Everything from the line that contains "of the undergrowth" to the end of the data below is to be reproduced verbatim; leave all else out.

__INPUT MATERIAL__.
◆ ◆ ◆
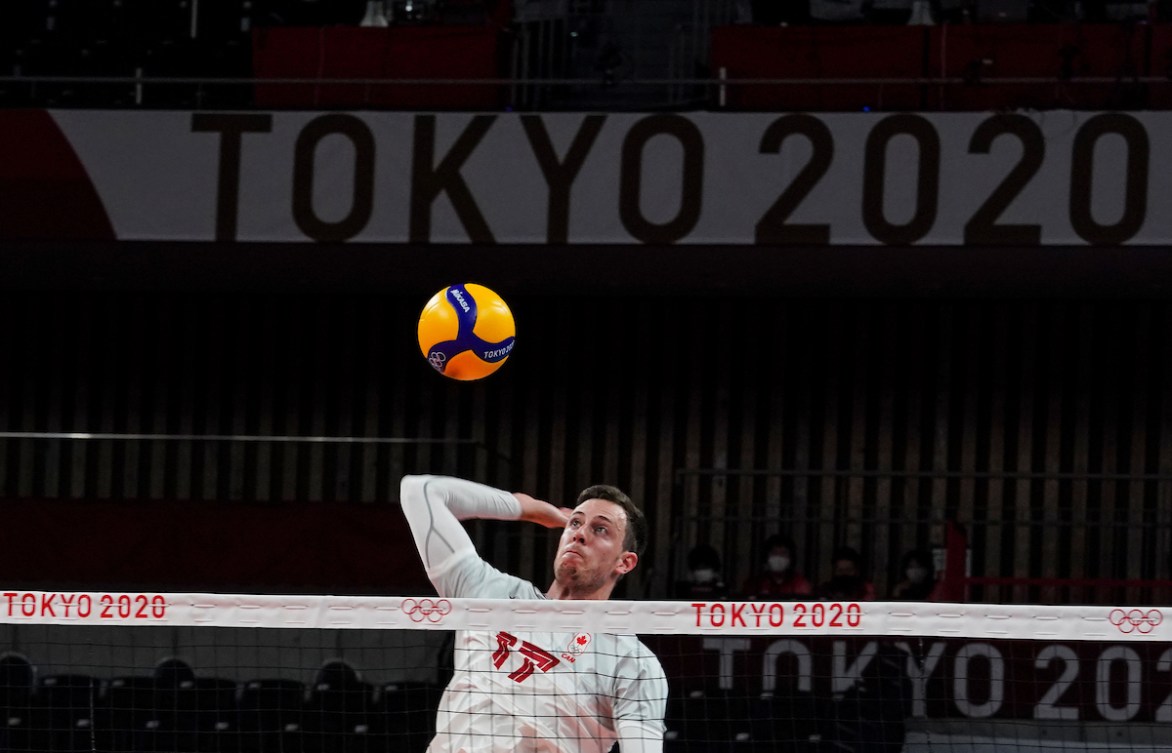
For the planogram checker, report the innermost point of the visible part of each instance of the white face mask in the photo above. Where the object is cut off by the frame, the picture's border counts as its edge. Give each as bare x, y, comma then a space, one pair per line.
703, 575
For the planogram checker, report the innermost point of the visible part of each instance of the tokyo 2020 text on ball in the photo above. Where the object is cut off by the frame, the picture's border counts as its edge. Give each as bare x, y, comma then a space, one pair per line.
467, 331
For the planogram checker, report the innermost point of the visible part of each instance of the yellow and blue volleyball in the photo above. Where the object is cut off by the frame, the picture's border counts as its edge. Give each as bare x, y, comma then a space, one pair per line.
467, 331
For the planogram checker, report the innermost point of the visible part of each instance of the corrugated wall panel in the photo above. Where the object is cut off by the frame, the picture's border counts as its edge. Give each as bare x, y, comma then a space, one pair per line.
1044, 427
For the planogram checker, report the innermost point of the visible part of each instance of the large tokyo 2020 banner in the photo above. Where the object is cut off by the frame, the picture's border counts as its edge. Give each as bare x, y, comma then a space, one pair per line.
1022, 180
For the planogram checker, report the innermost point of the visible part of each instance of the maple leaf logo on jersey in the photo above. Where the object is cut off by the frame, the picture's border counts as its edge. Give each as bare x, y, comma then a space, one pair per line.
577, 646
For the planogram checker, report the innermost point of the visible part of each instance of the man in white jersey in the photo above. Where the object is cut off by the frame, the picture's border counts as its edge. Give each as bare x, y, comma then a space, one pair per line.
539, 692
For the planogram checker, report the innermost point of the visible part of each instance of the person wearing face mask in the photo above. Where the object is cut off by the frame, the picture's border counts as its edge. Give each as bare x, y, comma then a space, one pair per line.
847, 582
703, 579
778, 578
918, 577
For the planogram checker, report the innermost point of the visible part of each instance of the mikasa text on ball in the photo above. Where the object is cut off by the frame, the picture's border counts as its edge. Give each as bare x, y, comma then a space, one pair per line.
467, 331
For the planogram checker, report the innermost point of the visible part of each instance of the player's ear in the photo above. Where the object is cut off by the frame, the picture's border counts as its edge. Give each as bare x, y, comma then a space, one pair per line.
627, 562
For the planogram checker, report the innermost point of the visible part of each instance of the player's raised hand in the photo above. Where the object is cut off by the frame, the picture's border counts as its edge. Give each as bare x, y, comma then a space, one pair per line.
540, 511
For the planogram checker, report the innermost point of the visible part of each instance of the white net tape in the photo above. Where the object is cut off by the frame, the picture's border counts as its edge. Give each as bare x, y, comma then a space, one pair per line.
767, 618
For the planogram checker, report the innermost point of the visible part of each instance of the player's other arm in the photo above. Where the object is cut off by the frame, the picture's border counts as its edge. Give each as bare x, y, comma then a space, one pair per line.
435, 506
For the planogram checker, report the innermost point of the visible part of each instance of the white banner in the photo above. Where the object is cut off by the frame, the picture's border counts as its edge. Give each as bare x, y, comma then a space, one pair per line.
717, 618
1021, 180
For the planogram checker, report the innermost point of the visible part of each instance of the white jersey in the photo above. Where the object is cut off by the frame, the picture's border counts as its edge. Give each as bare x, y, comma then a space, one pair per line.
535, 692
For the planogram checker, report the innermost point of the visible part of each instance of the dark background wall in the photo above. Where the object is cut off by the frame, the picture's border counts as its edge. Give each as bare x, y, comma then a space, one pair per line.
731, 405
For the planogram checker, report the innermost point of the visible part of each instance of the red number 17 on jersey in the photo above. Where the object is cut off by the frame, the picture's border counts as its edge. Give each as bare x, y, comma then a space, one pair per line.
536, 657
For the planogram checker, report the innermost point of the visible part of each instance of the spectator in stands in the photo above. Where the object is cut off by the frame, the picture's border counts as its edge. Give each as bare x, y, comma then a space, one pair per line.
703, 579
847, 582
917, 577
778, 578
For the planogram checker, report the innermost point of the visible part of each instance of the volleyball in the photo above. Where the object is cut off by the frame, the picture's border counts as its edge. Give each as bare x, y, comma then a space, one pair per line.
467, 331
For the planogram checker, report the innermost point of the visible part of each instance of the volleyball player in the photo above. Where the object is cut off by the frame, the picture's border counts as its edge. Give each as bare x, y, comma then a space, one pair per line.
539, 692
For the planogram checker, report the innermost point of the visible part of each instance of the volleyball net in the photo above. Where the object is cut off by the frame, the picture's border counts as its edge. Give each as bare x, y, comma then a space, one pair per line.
95, 671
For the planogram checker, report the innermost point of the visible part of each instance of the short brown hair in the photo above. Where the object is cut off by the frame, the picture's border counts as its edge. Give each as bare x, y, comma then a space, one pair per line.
636, 523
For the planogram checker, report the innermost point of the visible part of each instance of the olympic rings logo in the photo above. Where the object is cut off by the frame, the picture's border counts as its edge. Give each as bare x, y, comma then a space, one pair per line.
1136, 619
427, 609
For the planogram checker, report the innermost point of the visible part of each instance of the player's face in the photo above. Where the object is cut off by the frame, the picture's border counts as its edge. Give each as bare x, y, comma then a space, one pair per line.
591, 551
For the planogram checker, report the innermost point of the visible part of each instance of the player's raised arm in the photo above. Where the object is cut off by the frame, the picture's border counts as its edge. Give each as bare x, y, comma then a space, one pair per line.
434, 507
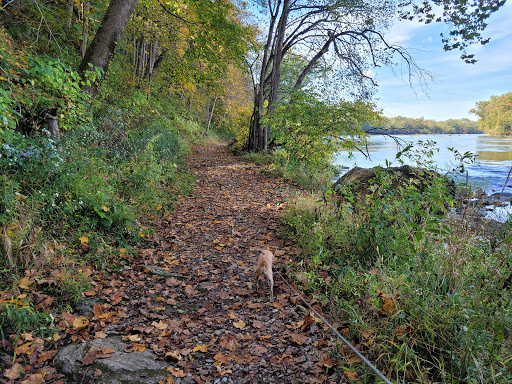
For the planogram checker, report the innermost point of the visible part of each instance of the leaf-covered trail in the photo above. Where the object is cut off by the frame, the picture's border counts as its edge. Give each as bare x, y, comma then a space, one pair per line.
190, 296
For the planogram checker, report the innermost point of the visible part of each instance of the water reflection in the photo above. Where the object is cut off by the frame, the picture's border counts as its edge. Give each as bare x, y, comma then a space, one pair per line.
494, 156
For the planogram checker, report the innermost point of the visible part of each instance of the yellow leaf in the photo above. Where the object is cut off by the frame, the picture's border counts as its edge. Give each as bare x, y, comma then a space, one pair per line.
132, 338
139, 347
175, 355
176, 372
24, 282
200, 348
80, 322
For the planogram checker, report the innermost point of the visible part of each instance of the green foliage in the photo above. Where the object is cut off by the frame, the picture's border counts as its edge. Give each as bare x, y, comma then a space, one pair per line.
312, 131
495, 115
32, 86
466, 20
403, 125
424, 294
19, 316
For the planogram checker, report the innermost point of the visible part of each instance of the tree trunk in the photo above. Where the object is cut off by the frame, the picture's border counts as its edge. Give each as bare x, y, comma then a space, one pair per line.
210, 115
112, 26
259, 136
85, 26
69, 11
53, 126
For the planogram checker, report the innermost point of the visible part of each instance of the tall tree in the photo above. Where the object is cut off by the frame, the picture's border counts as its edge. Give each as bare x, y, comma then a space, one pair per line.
114, 22
495, 115
348, 36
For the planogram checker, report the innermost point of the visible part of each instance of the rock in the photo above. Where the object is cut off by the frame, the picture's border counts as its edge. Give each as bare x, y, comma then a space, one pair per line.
159, 271
122, 367
86, 305
361, 179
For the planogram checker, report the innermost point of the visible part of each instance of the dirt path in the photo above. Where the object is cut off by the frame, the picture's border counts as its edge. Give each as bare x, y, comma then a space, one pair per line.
190, 296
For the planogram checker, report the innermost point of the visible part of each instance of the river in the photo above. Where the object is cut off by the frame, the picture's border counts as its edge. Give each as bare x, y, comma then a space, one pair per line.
489, 172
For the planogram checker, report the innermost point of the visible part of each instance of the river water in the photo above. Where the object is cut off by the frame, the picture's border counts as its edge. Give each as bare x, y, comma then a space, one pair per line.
489, 172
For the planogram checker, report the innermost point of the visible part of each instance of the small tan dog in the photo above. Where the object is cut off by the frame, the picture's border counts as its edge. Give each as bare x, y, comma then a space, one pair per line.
264, 265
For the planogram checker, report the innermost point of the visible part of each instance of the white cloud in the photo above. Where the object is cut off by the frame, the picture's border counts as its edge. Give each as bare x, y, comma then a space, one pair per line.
369, 73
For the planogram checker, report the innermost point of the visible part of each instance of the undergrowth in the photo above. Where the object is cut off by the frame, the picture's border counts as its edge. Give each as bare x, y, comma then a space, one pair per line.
424, 295
73, 208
◆ ◆ ◆
__PROBLEM SOLUTION__.
For the planogram checker, report the innermost point of the visible part of each instance of the undergrowth in the photo above. Where the object is cut off by the frame, the picture's border counts as its edge. Give each as bare x, y, comma then a space, one pair per line.
424, 295
73, 208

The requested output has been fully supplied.